### REQUIREMENT
Put the listing below into a Markdown table with the columns Row and Line, one numbered row per line and no blank lines, starting at its first line and ending at the line that contains "323 126 L 340", both included. Leave the pictures out.

### DATA PROVIDED

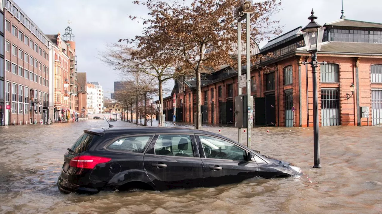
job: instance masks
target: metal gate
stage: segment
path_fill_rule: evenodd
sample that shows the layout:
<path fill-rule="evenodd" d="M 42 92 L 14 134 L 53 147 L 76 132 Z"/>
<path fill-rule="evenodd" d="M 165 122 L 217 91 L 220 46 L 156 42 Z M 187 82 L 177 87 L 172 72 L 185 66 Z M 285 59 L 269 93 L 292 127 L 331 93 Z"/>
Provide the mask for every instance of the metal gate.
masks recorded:
<path fill-rule="evenodd" d="M 323 126 L 340 125 L 340 97 L 338 89 L 321 90 L 321 122 Z"/>
<path fill-rule="evenodd" d="M 293 127 L 293 91 L 291 90 L 286 91 L 284 93 L 285 109 L 285 127 Z"/>
<path fill-rule="evenodd" d="M 371 90 L 371 119 L 372 125 L 382 123 L 382 90 Z"/>

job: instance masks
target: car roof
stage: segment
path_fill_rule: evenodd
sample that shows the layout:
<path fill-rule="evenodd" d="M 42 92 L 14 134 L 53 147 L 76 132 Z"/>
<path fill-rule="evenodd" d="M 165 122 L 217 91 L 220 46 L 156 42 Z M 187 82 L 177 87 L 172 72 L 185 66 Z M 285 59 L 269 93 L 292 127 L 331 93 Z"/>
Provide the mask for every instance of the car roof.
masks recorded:
<path fill-rule="evenodd" d="M 205 131 L 199 130 L 194 129 L 181 128 L 179 127 L 131 127 L 118 126 L 110 128 L 107 129 L 102 128 L 93 128 L 85 129 L 86 132 L 93 133 L 101 134 L 141 134 L 144 133 L 192 133 L 194 134 L 204 134 L 219 136 L 215 133 Z"/>

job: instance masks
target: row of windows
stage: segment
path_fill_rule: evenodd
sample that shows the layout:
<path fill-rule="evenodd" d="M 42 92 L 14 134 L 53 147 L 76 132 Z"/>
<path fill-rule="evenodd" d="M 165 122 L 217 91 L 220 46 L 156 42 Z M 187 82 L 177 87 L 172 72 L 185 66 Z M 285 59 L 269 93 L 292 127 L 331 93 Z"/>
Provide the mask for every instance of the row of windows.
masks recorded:
<path fill-rule="evenodd" d="M 326 65 L 321 65 L 320 67 L 321 82 L 339 82 L 340 66 L 338 65 L 328 63 Z M 382 65 L 373 65 L 371 67 L 371 82 L 382 83 Z M 284 67 L 283 72 L 284 85 L 291 84 L 293 83 L 292 66 L 288 65 Z"/>
<path fill-rule="evenodd" d="M 41 107 L 47 106 L 49 104 L 48 94 L 32 89 L 30 90 L 29 88 L 23 85 L 5 82 L 5 102 L 12 101 L 11 111 L 12 113 L 29 114 L 33 105 L 31 103 L 32 100 L 29 99 L 30 97 L 41 102 L 40 103 L 42 105 L 38 104 L 34 108 L 36 113 L 41 114 Z"/>
<path fill-rule="evenodd" d="M 34 66 L 36 68 L 38 68 L 39 70 L 42 71 L 44 73 L 48 72 L 48 67 L 43 64 L 41 62 L 34 59 L 31 56 L 28 54 L 26 52 L 19 48 L 8 41 L 5 41 L 5 50 L 8 52 L 11 52 L 13 56 L 18 57 L 22 60 L 24 60 L 27 63 L 29 63 L 32 66 Z"/>
<path fill-rule="evenodd" d="M 45 37 L 44 34 L 39 30 L 37 26 L 35 26 L 33 23 L 28 19 L 26 16 L 19 9 L 16 4 L 13 3 L 10 0 L 6 0 L 5 3 L 5 7 L 15 16 L 20 22 L 31 31 L 32 34 L 39 38 L 47 47 L 49 45 L 49 40 Z M 16 36 L 17 37 L 17 36 Z"/>
<path fill-rule="evenodd" d="M 49 86 L 49 80 L 42 77 L 34 73 L 31 71 L 24 69 L 22 67 L 18 66 L 17 65 L 11 63 L 7 60 L 5 61 L 5 70 L 12 72 L 12 73 L 18 75 L 31 81 L 38 83 L 46 87 Z"/>
<path fill-rule="evenodd" d="M 382 32 L 333 29 L 330 31 L 331 41 L 382 43 Z"/>
<path fill-rule="evenodd" d="M 5 29 L 7 31 L 11 32 L 12 34 L 15 37 L 24 43 L 24 44 L 28 45 L 29 48 L 34 50 L 36 53 L 38 53 L 47 60 L 49 60 L 48 54 L 47 54 L 45 51 L 42 50 L 41 47 L 39 46 L 37 43 L 34 43 L 33 40 L 30 39 L 26 35 L 24 35 L 22 31 L 19 30 L 18 30 L 17 28 L 13 24 L 11 25 L 10 22 L 8 20 L 5 21 Z"/>

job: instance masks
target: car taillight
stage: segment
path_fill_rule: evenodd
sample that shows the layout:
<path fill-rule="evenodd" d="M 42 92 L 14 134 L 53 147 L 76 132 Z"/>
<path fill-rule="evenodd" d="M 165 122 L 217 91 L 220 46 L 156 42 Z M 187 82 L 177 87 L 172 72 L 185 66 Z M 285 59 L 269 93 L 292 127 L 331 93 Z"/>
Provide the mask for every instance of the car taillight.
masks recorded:
<path fill-rule="evenodd" d="M 81 155 L 71 160 L 69 165 L 72 167 L 92 169 L 96 165 L 107 163 L 111 160 L 112 158 L 109 158 L 92 155 Z"/>

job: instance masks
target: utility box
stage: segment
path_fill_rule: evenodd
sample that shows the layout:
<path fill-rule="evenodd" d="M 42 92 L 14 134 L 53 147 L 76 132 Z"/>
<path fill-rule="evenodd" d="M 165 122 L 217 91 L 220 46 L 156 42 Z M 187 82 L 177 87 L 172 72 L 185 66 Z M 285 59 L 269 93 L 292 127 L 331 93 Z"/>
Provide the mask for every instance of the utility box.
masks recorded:
<path fill-rule="evenodd" d="M 251 120 L 253 120 L 253 110 L 252 105 L 249 109 L 247 107 L 247 94 L 242 94 L 235 97 L 235 126 L 238 128 L 248 128 L 248 122 L 253 126 Z M 252 96 L 249 96 L 250 103 L 253 103 Z"/>
<path fill-rule="evenodd" d="M 361 107 L 361 117 L 369 118 L 369 106 Z"/>

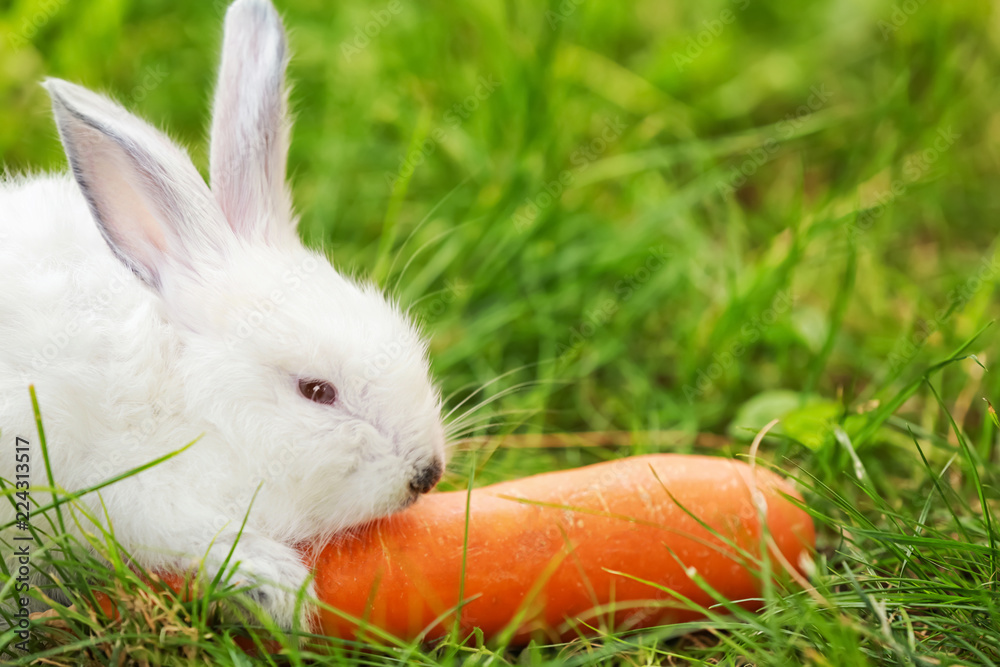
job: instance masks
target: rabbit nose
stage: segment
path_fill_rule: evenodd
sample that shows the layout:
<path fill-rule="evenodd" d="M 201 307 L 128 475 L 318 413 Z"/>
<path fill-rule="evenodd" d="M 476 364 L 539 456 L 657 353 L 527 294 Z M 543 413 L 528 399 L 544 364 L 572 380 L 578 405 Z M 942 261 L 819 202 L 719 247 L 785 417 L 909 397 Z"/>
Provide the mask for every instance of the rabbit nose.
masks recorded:
<path fill-rule="evenodd" d="M 437 459 L 410 480 L 410 489 L 416 493 L 427 493 L 441 479 L 442 465 Z"/>

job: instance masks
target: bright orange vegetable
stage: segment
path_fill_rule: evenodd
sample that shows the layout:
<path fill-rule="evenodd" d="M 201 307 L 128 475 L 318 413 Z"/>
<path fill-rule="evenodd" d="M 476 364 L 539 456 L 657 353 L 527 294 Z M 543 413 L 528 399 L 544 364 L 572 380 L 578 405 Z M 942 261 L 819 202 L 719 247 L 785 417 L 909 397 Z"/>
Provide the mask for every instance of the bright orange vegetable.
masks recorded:
<path fill-rule="evenodd" d="M 510 626 L 514 643 L 571 637 L 574 625 L 587 631 L 580 622 L 623 629 L 696 619 L 668 592 L 638 581 L 714 604 L 688 568 L 756 608 L 762 555 L 774 571 L 783 568 L 763 545 L 754 485 L 773 544 L 800 568 L 815 533 L 809 515 L 785 497 L 801 499 L 786 482 L 729 459 L 654 454 L 474 490 L 464 588 L 467 496 L 458 491 L 432 493 L 335 540 L 315 562 L 316 590 L 327 604 L 404 639 L 447 634 L 460 588 L 469 600 L 462 632 L 478 627 L 489 638 Z M 337 614 L 324 611 L 321 623 L 328 635 L 355 635 Z"/>

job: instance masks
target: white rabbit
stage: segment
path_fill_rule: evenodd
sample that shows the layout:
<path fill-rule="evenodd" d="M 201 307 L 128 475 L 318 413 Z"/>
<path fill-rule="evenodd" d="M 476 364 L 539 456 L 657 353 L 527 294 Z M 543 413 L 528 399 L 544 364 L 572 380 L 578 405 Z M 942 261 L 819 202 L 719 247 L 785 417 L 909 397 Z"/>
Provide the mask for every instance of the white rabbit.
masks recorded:
<path fill-rule="evenodd" d="M 296 606 L 309 572 L 293 545 L 407 506 L 446 452 L 415 327 L 296 234 L 286 61 L 269 0 L 236 0 L 211 189 L 150 125 L 46 81 L 72 176 L 0 181 L 0 476 L 14 479 L 20 436 L 32 484 L 46 484 L 29 383 L 63 489 L 197 439 L 83 500 L 98 517 L 103 502 L 144 567 L 204 558 L 211 574 L 256 493 L 236 579 L 291 627 L 309 611 Z M 0 502 L 0 521 L 13 518 Z"/>

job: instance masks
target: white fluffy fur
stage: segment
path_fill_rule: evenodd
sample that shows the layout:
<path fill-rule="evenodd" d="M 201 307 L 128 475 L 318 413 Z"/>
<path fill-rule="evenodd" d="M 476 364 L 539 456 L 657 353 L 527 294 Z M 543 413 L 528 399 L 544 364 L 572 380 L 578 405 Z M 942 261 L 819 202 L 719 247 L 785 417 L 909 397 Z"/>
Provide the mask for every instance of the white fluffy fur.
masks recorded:
<path fill-rule="evenodd" d="M 0 182 L 0 475 L 20 435 L 45 483 L 29 383 L 67 490 L 199 438 L 84 501 L 145 567 L 207 554 L 211 573 L 259 487 L 234 560 L 288 626 L 308 575 L 292 545 L 404 507 L 445 451 L 410 322 L 294 233 L 284 45 L 268 0 L 230 7 L 211 191 L 143 121 L 47 82 L 76 180 Z M 305 399 L 299 378 L 332 383 L 336 404 Z"/>

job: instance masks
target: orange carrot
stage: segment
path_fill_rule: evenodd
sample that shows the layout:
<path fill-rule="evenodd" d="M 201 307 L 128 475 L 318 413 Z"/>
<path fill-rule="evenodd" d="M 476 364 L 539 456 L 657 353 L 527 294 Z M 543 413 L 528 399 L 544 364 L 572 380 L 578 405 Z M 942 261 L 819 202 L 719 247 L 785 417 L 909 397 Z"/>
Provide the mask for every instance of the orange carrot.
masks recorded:
<path fill-rule="evenodd" d="M 780 557 L 764 547 L 754 488 Z M 637 456 L 476 489 L 466 538 L 467 494 L 432 493 L 327 545 L 314 563 L 316 590 L 325 603 L 403 639 L 447 634 L 460 592 L 461 632 L 478 627 L 496 638 L 506 629 L 514 643 L 571 637 L 588 631 L 582 624 L 694 620 L 700 614 L 668 592 L 714 604 L 694 572 L 754 609 L 760 560 L 769 558 L 775 571 L 782 560 L 800 568 L 814 546 L 812 520 L 786 495 L 801 499 L 777 475 L 754 474 L 745 463 Z M 320 622 L 327 635 L 356 634 L 336 613 L 323 611 Z"/>

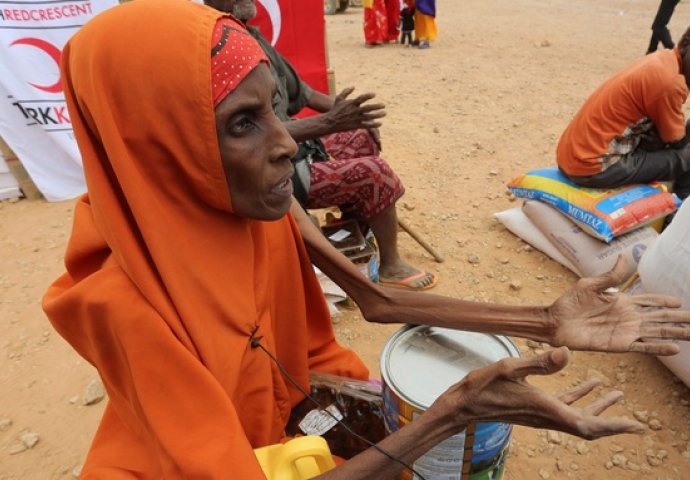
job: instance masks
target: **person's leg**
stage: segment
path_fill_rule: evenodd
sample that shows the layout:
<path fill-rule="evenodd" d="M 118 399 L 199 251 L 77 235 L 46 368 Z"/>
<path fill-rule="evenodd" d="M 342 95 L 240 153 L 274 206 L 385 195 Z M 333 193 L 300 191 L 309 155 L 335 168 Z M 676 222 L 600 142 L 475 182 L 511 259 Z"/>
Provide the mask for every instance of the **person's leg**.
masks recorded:
<path fill-rule="evenodd" d="M 379 149 L 368 130 L 358 128 L 321 137 L 328 154 L 336 160 L 378 155 Z"/>
<path fill-rule="evenodd" d="M 399 20 L 400 0 L 386 0 L 387 41 L 398 41 L 398 35 L 400 34 L 400 31 L 398 30 Z"/>
<path fill-rule="evenodd" d="M 638 148 L 600 174 L 569 178 L 578 185 L 590 188 L 674 181 L 674 193 L 685 199 L 690 193 L 690 144 L 677 150 L 667 148 L 652 152 Z"/>
<path fill-rule="evenodd" d="M 380 157 L 329 160 L 312 164 L 308 208 L 347 205 L 366 222 L 379 247 L 381 283 L 412 289 L 433 286 L 436 277 L 405 262 L 398 251 L 395 202 L 404 193 L 400 179 Z"/>
<path fill-rule="evenodd" d="M 654 53 L 659 47 L 659 37 L 657 37 L 656 32 L 652 30 L 652 38 L 649 39 L 649 47 L 647 47 L 647 53 Z"/>
<path fill-rule="evenodd" d="M 667 25 L 671 20 L 673 10 L 676 8 L 677 4 L 678 0 L 661 0 L 659 10 L 657 11 L 656 16 L 654 17 L 654 22 L 652 23 L 652 31 L 654 32 L 652 38 L 656 38 L 657 41 L 660 41 L 665 48 L 673 48 L 675 46 L 673 43 L 673 38 L 671 38 L 671 32 L 669 31 Z M 656 50 L 656 46 L 654 50 Z"/>

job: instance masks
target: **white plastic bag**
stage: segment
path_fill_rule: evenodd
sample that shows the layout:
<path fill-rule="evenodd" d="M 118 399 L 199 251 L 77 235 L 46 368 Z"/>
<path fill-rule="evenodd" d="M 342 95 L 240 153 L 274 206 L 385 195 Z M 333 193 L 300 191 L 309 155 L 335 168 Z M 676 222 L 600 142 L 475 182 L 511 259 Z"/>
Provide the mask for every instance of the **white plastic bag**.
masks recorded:
<path fill-rule="evenodd" d="M 647 248 L 637 271 L 645 292 L 673 295 L 690 310 L 690 202 Z M 690 342 L 679 345 L 679 354 L 658 358 L 690 387 Z"/>

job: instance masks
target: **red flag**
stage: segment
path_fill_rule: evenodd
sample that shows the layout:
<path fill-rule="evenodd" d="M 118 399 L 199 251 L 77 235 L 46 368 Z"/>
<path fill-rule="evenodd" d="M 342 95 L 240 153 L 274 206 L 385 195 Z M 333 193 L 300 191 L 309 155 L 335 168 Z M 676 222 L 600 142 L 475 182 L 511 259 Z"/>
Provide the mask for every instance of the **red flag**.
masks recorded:
<path fill-rule="evenodd" d="M 312 88 L 328 94 L 323 0 L 256 0 L 250 23 Z"/>

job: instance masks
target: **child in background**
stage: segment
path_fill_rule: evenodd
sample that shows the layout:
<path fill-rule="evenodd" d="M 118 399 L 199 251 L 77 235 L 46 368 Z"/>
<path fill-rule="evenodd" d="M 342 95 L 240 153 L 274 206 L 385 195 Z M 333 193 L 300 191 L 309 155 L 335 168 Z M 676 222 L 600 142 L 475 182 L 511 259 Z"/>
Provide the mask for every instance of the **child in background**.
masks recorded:
<path fill-rule="evenodd" d="M 400 10 L 400 44 L 412 46 L 412 32 L 414 31 L 414 0 L 406 0 L 405 6 Z"/>

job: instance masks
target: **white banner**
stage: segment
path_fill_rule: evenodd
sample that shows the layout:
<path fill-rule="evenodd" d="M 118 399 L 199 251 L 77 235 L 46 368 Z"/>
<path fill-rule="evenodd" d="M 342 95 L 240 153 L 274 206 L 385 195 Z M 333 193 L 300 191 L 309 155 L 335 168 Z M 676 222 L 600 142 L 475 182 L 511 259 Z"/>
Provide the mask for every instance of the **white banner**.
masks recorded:
<path fill-rule="evenodd" d="M 86 191 L 60 81 L 62 49 L 84 23 L 117 4 L 0 1 L 0 137 L 47 200 Z"/>

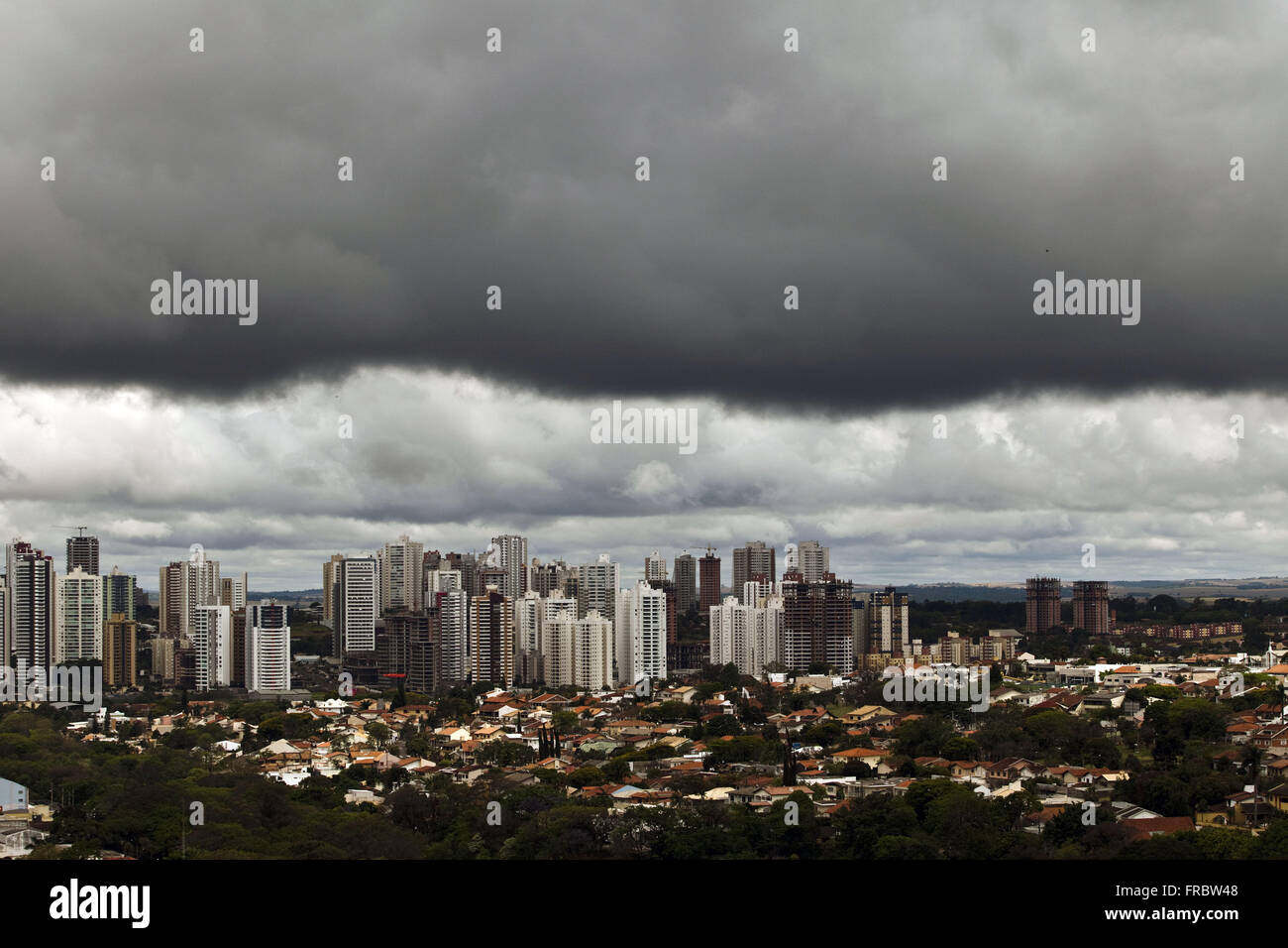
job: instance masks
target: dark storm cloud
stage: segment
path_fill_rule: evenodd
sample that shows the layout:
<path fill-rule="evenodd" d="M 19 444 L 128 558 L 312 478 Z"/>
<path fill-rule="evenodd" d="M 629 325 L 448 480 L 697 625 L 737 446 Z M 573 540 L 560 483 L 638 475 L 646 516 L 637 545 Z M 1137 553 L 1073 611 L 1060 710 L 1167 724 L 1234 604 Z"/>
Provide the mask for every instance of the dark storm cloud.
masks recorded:
<path fill-rule="evenodd" d="M 1278 4 L 121 3 L 6 19 L 10 378 L 223 399 L 401 364 L 841 410 L 1284 387 Z M 938 155 L 948 182 L 930 178 Z M 256 277 L 258 325 L 153 316 L 149 284 L 174 270 Z M 1056 270 L 1141 280 L 1140 325 L 1036 316 L 1033 282 Z"/>

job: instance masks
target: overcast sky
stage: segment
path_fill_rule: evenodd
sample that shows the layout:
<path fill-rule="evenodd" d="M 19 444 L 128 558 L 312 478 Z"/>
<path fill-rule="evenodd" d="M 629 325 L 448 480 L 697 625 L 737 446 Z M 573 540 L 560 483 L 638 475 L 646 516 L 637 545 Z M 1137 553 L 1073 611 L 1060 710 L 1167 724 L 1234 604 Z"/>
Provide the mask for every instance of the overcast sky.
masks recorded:
<path fill-rule="evenodd" d="M 1288 573 L 1285 21 L 0 0 L 0 530 L 62 569 L 90 525 L 149 588 L 404 531 L 627 578 L 815 538 L 860 582 Z M 258 322 L 153 315 L 176 270 L 258 279 Z M 1140 324 L 1034 315 L 1057 270 L 1140 280 Z M 592 445 L 613 399 L 697 451 Z"/>

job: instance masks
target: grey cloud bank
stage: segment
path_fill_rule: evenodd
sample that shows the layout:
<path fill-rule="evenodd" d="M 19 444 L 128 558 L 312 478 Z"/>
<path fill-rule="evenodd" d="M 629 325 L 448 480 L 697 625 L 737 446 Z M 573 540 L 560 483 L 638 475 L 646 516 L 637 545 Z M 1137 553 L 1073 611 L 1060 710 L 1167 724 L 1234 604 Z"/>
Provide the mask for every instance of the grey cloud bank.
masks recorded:
<path fill-rule="evenodd" d="M 1284 388 L 1276 4 L 125 3 L 14 18 L 10 379 L 232 399 L 397 364 L 554 396 L 841 413 Z M 1131 331 L 1037 316 L 1030 288 L 1056 270 L 1140 280 L 1149 316 Z M 155 316 L 149 282 L 171 271 L 259 277 L 258 324 Z M 489 285 L 501 311 L 484 308 Z"/>

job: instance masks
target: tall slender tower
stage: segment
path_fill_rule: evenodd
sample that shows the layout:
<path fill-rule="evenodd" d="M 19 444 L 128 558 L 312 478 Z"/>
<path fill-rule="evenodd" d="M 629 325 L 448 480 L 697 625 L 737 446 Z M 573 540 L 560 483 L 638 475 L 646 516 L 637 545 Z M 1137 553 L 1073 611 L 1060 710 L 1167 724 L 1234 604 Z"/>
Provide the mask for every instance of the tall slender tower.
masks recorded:
<path fill-rule="evenodd" d="M 1024 632 L 1034 635 L 1060 624 L 1060 580 L 1034 577 L 1024 583 Z"/>

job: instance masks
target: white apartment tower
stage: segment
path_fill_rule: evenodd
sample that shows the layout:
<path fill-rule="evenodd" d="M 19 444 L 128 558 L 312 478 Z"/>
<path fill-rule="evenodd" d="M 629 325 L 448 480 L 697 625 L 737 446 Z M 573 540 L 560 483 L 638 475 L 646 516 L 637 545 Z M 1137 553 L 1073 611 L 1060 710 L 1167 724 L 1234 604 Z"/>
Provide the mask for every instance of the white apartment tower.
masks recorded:
<path fill-rule="evenodd" d="M 57 579 L 54 660 L 103 660 L 103 579 L 80 566 Z"/>
<path fill-rule="evenodd" d="M 465 589 L 443 589 L 434 596 L 438 606 L 439 649 L 443 681 L 470 677 L 470 597 Z"/>
<path fill-rule="evenodd" d="M 782 662 L 782 638 L 783 601 L 779 596 L 761 597 L 756 605 L 726 596 L 724 602 L 711 607 L 711 664 L 732 663 L 743 675 L 764 675 L 765 666 Z"/>
<path fill-rule="evenodd" d="M 832 549 L 818 540 L 802 540 L 796 555 L 797 569 L 806 583 L 822 583 L 823 574 L 832 571 Z"/>
<path fill-rule="evenodd" d="M 291 626 L 287 607 L 277 602 L 256 602 L 247 609 L 246 690 L 291 690 Z"/>
<path fill-rule="evenodd" d="M 666 677 L 666 591 L 639 582 L 617 593 L 616 678 L 635 685 Z"/>
<path fill-rule="evenodd" d="M 228 687 L 233 672 L 232 607 L 198 606 L 188 637 L 197 653 L 197 691 Z"/>
<path fill-rule="evenodd" d="M 644 557 L 644 582 L 654 580 L 659 583 L 666 580 L 666 557 L 656 549 Z"/>
<path fill-rule="evenodd" d="M 403 534 L 380 551 L 380 610 L 425 607 L 425 544 Z"/>
<path fill-rule="evenodd" d="M 546 684 L 599 691 L 613 684 L 613 623 L 596 611 L 560 613 L 545 626 Z"/>
<path fill-rule="evenodd" d="M 613 615 L 617 609 L 617 591 L 622 584 L 622 566 L 608 553 L 600 553 L 595 562 L 577 568 L 577 614 L 591 609 L 600 615 Z"/>
<path fill-rule="evenodd" d="M 380 577 L 375 557 L 341 560 L 331 596 L 335 638 L 340 650 L 375 651 L 376 614 L 380 609 Z"/>
<path fill-rule="evenodd" d="M 492 538 L 495 564 L 505 570 L 505 580 L 501 583 L 501 595 L 518 600 L 528 591 L 528 538 L 518 534 L 502 534 Z"/>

### REPLY TO THE TASK
| Row | Line |
|---|---|
| 1 | job: instance masks |
| 2 | target: metal gate |
| 3 | stage: segment |
| 4 | path_fill_rule: evenodd |
| 5 | sample that shows the layout: |
| 6 | <path fill-rule="evenodd" d="M 42 92 L 14 134 L 53 147 L 76 132 Z"/> |
| 7 | <path fill-rule="evenodd" d="M 165 122 L 217 91 L 220 46 L 156 42 Z M 187 82 L 177 87 L 172 72 L 185 66 Z M 285 59 L 269 93 L 292 127 L 331 93 Z"/> |
| 8 | Provide the mask for every instance of the metal gate. |
| 9 | masks recorded: |
| 10 | <path fill-rule="evenodd" d="M 323 126 L 340 125 L 340 97 L 338 89 L 321 90 L 321 122 Z"/> |